-------- Provided information --------

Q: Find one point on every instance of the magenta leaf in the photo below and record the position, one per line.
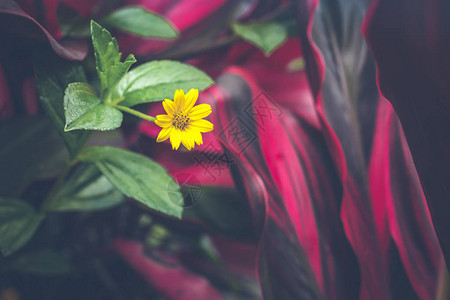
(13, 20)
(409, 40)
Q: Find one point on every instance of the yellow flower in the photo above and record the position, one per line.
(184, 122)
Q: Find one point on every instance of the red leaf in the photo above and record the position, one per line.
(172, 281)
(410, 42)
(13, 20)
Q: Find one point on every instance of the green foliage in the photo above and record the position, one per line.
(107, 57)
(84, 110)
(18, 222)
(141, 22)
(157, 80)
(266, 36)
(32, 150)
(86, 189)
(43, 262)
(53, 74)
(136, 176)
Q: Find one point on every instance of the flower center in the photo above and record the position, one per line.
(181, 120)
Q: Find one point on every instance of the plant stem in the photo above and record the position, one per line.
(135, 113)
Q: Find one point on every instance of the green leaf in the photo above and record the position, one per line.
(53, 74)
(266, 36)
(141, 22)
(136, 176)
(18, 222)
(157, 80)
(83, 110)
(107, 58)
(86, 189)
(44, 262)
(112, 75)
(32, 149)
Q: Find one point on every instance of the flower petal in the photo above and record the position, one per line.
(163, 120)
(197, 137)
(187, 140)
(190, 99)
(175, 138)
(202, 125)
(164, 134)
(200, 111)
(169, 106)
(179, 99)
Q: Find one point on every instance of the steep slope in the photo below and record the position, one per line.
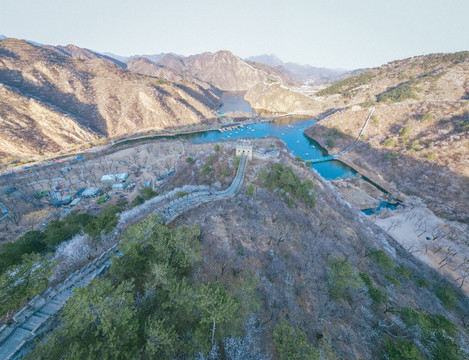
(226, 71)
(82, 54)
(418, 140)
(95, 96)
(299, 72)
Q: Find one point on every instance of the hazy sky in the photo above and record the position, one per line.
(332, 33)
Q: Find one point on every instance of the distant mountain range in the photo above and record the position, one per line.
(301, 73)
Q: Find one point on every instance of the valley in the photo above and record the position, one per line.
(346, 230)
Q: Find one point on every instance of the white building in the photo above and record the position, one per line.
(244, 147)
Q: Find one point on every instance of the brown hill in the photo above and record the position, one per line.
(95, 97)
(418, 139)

--------
-------- Provided information --------

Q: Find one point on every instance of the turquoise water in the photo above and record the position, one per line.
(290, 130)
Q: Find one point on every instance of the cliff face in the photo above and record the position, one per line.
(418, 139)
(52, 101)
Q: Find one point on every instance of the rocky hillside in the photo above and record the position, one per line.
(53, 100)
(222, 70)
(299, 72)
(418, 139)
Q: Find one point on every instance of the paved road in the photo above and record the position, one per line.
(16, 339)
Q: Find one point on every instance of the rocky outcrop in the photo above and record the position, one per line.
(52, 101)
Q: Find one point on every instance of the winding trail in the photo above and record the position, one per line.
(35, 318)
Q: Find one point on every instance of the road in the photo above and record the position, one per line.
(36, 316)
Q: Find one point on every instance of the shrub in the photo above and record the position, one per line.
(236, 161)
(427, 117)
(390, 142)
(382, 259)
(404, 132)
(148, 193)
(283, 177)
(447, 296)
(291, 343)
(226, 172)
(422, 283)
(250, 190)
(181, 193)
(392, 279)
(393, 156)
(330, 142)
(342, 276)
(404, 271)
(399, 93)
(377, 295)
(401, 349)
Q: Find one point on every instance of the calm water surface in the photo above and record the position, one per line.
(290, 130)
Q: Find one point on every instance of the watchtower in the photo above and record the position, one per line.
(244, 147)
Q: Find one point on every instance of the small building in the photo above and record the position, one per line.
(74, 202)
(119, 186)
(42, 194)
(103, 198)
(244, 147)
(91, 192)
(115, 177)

--------

List every line above that contains the string "road". Treat uppercase and lowercase as different.

**Task output:**
Q: Find one point on every instance of the paved road in the photo above and record the position, one per line.
Q: Find one point on every instance of the road in the photo above and record the position, one per line.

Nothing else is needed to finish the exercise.